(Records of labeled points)
___

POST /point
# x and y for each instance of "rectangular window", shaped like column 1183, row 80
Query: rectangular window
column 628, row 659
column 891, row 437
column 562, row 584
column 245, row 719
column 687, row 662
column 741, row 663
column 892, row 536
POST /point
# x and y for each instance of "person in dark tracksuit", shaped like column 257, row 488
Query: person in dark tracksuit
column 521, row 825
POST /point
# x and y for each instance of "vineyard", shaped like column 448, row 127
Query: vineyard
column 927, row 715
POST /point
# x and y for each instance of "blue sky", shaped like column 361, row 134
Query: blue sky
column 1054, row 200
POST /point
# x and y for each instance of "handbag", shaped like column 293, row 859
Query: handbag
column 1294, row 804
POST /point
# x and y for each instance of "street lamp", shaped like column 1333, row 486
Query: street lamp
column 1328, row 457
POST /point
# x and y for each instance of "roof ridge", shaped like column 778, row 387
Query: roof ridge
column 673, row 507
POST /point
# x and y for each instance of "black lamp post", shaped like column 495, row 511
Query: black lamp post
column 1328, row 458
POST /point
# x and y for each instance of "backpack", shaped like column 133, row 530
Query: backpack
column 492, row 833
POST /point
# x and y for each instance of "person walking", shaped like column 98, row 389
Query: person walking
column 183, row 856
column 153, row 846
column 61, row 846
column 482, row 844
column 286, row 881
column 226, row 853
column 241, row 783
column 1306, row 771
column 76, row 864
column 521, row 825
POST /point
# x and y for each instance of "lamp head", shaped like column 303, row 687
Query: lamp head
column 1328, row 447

___

Description of the task -> Give back all of the items above word for word, keeping every line unchanged.

In response ->
POST /point
# x and y for each instance of "rectangular window", shaped like column 1183, row 80
Query: rectangular window
column 628, row 659
column 891, row 437
column 562, row 584
column 245, row 719
column 687, row 662
column 741, row 663
column 892, row 536
POST /point
# x and y for each instance of "person in dark tracksuit", shaped like column 257, row 488
Query: person in dark tracksuit
column 521, row 825
POST /point
# x and y for each instance of "vineyard", shaped like column 448, row 127
Query: vineyard
column 927, row 715
POST /point
# x and y for each instance of "blue sky", shaped like column 361, row 134
Query: blue sky
column 1054, row 200
POST /point
# x and y for each instance of "handbag", shaped like column 293, row 859
Query: handbag
column 1294, row 804
POST /point
# x and y for each instance of "street lamp", shaped like column 1333, row 486
Query: street lamp
column 1328, row 457
POST /point
# x and y for each instance of "roof ridge", shaped like column 778, row 387
Query: roof ridge
column 673, row 507
POST /point
# x and y for each instance of "black lamp post", shaped like column 495, row 511
Query: black lamp post
column 1328, row 458
POST /point
# x and y for each instance of "backpack", shaped like column 133, row 530
Query: backpack
column 492, row 833
POST /point
# x and y for each instance of "person walking", shaped like column 98, row 389
Query: person walking
column 183, row 856
column 153, row 846
column 61, row 846
column 482, row 844
column 286, row 881
column 226, row 853
column 241, row 783
column 1306, row 771
column 76, row 864
column 521, row 825
POST /point
# x and y for each instance of "lamp head", shaped like column 303, row 687
Query: lamp head
column 1328, row 447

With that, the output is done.